>> BEGIN Available data

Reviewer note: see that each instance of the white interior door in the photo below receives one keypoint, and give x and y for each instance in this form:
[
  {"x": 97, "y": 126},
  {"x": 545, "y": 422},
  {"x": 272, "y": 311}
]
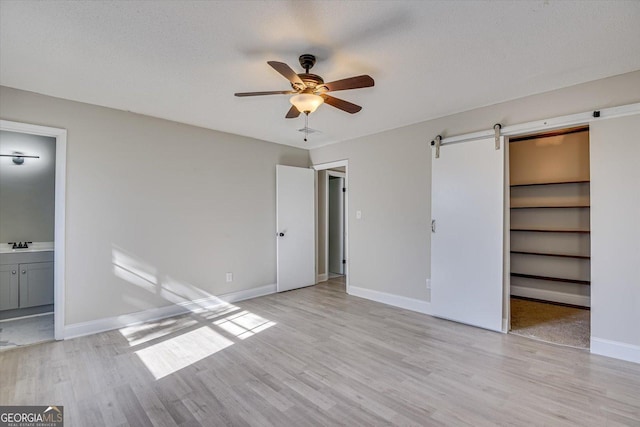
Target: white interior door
[
  {"x": 295, "y": 213},
  {"x": 467, "y": 245}
]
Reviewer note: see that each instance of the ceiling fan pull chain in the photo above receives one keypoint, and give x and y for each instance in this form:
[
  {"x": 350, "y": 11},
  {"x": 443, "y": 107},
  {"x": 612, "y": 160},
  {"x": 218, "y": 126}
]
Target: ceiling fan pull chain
[{"x": 306, "y": 126}]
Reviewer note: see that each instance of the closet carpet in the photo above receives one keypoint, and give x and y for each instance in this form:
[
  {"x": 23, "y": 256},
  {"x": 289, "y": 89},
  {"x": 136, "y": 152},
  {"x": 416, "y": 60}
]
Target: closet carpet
[{"x": 552, "y": 323}]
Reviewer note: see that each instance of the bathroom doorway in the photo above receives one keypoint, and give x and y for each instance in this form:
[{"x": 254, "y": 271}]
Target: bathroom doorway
[
  {"x": 32, "y": 175},
  {"x": 332, "y": 225}
]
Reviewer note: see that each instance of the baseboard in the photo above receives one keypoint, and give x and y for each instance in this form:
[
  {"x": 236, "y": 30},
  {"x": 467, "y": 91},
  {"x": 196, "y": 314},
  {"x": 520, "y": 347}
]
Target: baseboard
[
  {"x": 117, "y": 322},
  {"x": 391, "y": 299},
  {"x": 615, "y": 349},
  {"x": 543, "y": 294}
]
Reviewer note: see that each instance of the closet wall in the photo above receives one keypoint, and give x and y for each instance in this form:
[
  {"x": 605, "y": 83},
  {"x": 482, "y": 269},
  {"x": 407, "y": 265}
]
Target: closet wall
[{"x": 550, "y": 218}]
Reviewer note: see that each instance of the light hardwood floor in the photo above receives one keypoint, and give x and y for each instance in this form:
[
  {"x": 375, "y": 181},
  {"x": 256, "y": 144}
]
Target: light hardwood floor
[{"x": 318, "y": 357}]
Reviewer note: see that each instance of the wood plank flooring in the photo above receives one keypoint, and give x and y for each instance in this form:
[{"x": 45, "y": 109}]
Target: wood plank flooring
[{"x": 318, "y": 357}]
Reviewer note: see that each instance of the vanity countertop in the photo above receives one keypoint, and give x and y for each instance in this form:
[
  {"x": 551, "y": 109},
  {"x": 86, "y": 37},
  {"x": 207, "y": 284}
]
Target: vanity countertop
[
  {"x": 6, "y": 248},
  {"x": 36, "y": 252}
]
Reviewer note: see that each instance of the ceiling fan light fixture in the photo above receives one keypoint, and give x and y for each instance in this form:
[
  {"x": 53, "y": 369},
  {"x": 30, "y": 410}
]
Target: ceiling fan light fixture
[{"x": 306, "y": 102}]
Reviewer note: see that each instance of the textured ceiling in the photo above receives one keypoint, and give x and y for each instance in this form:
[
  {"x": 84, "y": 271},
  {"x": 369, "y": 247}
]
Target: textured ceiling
[{"x": 183, "y": 60}]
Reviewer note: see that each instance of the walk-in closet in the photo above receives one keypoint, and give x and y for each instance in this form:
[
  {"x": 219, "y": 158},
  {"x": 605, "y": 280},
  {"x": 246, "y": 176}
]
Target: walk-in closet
[{"x": 550, "y": 236}]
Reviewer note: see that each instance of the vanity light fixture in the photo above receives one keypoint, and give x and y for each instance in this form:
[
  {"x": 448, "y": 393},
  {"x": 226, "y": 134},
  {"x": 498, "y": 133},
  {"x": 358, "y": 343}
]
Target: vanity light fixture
[{"x": 18, "y": 158}]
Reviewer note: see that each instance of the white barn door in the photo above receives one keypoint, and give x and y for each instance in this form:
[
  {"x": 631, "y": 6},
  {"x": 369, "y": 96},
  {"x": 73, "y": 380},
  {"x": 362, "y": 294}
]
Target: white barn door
[
  {"x": 467, "y": 240},
  {"x": 295, "y": 214}
]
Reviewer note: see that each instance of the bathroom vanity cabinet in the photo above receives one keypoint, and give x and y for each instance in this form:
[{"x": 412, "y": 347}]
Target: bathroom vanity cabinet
[{"x": 26, "y": 279}]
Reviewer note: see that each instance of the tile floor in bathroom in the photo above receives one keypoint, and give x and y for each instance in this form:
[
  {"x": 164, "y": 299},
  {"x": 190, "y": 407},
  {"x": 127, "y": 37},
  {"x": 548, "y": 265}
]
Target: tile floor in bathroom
[{"x": 26, "y": 331}]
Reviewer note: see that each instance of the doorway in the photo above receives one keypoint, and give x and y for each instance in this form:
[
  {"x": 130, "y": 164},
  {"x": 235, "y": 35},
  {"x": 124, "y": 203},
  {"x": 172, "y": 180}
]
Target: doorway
[
  {"x": 33, "y": 271},
  {"x": 549, "y": 189},
  {"x": 332, "y": 225}
]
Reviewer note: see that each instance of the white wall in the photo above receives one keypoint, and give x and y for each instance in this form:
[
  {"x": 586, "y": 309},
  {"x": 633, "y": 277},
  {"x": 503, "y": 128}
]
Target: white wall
[
  {"x": 390, "y": 179},
  {"x": 157, "y": 211},
  {"x": 27, "y": 190},
  {"x": 615, "y": 237}
]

>> END Available data

Task directions:
In this exercise, set down all of the data exactly, without the pictures.

Completed exercise:
Reviewer note: see that each instance of the white interior door in the photo below receives one keypoint, and give x and y for each instance in this form:
[
  {"x": 97, "y": 126},
  {"x": 545, "y": 422},
  {"x": 272, "y": 311}
]
Target: white interior door
[
  {"x": 295, "y": 213},
  {"x": 467, "y": 245}
]
Reviewer note: see that each instance of the ceiling fan pull chain in the photo above receives one keypoint, and give x and y for each instance in this form:
[
  {"x": 350, "y": 11},
  {"x": 443, "y": 107},
  {"x": 612, "y": 160},
  {"x": 218, "y": 126}
]
Target: ceiling fan pull chain
[{"x": 306, "y": 126}]
Reviewer note: see that each instance of the closet carpet in the photo above receives one keypoint, and give x and y for each instance in this form:
[
  {"x": 23, "y": 256},
  {"x": 289, "y": 89},
  {"x": 136, "y": 152},
  {"x": 416, "y": 60}
]
Target: closet carpet
[{"x": 552, "y": 323}]
Reviewer note: see that each instance of the bathroom doorway in the photo above receives one keypoint, and give x and y for each instance in this form:
[{"x": 254, "y": 271}]
Target: bathroom doorway
[
  {"x": 32, "y": 175},
  {"x": 332, "y": 225}
]
Reviewer note: see that each instance of the baseboard in the photo above receives one keypoint, and give x and y for each instance in this form:
[
  {"x": 236, "y": 30},
  {"x": 467, "y": 91},
  {"x": 196, "y": 314},
  {"x": 520, "y": 347}
]
Target: baseboard
[
  {"x": 117, "y": 322},
  {"x": 391, "y": 299},
  {"x": 615, "y": 349},
  {"x": 543, "y": 294}
]
Reviewer note: see that each instance of the closet wall in the photo above receives one keypoint, and give x and y for each instance in this form:
[
  {"x": 605, "y": 83},
  {"x": 482, "y": 269},
  {"x": 407, "y": 265}
]
Target: closet wall
[{"x": 550, "y": 218}]
Reviewer note: see that each instance of the light hardwood floor in the photo above receives one keypoint, and give x and y for each instance in this form:
[
  {"x": 375, "y": 181},
  {"x": 256, "y": 144}
]
Target: light hardwood floor
[{"x": 318, "y": 357}]
Reviewer note: see that each instance of the wood plank flooring in the photo above receives one keypoint, and give x and y for each instance in this form:
[{"x": 45, "y": 109}]
Target: wood plank flooring
[{"x": 318, "y": 357}]
Reviewer note: see that each instance of the vanity countertop in the photo above receives one keypoint, and give x and y for each instance in this form:
[
  {"x": 551, "y": 109},
  {"x": 86, "y": 37},
  {"x": 207, "y": 284}
]
Target: vanity countertop
[
  {"x": 6, "y": 248},
  {"x": 36, "y": 252}
]
Reviewer note: see that each instance of the ceiling fan light fixture in the photo above receives one keypoint, and give x and y for each instance in this form:
[
  {"x": 53, "y": 369},
  {"x": 30, "y": 410}
]
Target: ceiling fan light fixture
[{"x": 306, "y": 102}]
Reviewer note: see that each instance of the textured ceiling in the photo above receives one keypoint, and give x and y for each instance in this form:
[
  {"x": 84, "y": 271},
  {"x": 369, "y": 247}
]
Target: textured ceiling
[{"x": 183, "y": 60}]
Reviewer note: see that each instance of the walk-in closet in the photo above receives one keypoint, and give x and y for each instance in this form:
[
  {"x": 219, "y": 158},
  {"x": 605, "y": 280},
  {"x": 246, "y": 176}
]
Target: walk-in closet
[{"x": 550, "y": 236}]
Reviewer note: see that each instance of the vanity light fixture in the photo above receives one keypoint, and give x and y for each instance in this form:
[
  {"x": 448, "y": 393},
  {"x": 226, "y": 134},
  {"x": 498, "y": 133},
  {"x": 358, "y": 343}
]
Target: vanity light fixture
[{"x": 18, "y": 158}]
Reviewer note: see that each instance of the white barn door in the photo above receives one keypoint, and give x and y for each instance in this form:
[
  {"x": 631, "y": 6},
  {"x": 369, "y": 96},
  {"x": 73, "y": 380},
  {"x": 362, "y": 294}
]
Target: white barn door
[
  {"x": 467, "y": 240},
  {"x": 295, "y": 214}
]
Reviewer note: see that each instance of the bathroom vanity cabinet in the photo above receives one keypoint, and give x and y for each instance in this form:
[{"x": 412, "y": 347}]
Target: bathroom vanity cabinet
[{"x": 26, "y": 279}]
Reviewer note: see that each instance of the tile floor in bathroom in the photo above receives one keypoint, and give x and y for each instance in this form:
[
  {"x": 164, "y": 299},
  {"x": 190, "y": 407},
  {"x": 127, "y": 37},
  {"x": 548, "y": 265}
]
Target: tile floor in bathroom
[{"x": 26, "y": 331}]
Reviewer note: see that each instance of the doorway in the photo above receives one keypoint, and give x and y for each instance in this form:
[
  {"x": 130, "y": 164},
  {"x": 235, "y": 35},
  {"x": 124, "y": 203},
  {"x": 172, "y": 180}
]
Target: doorway
[
  {"x": 33, "y": 271},
  {"x": 549, "y": 189},
  {"x": 332, "y": 225}
]
Reviewer note: see that each instance of the white wall in the photo above receives one keypoint, and give x and y for each instance in this form:
[
  {"x": 586, "y": 309},
  {"x": 633, "y": 277},
  {"x": 503, "y": 128}
]
Target: white wall
[
  {"x": 390, "y": 179},
  {"x": 157, "y": 211},
  {"x": 27, "y": 190},
  {"x": 615, "y": 237}
]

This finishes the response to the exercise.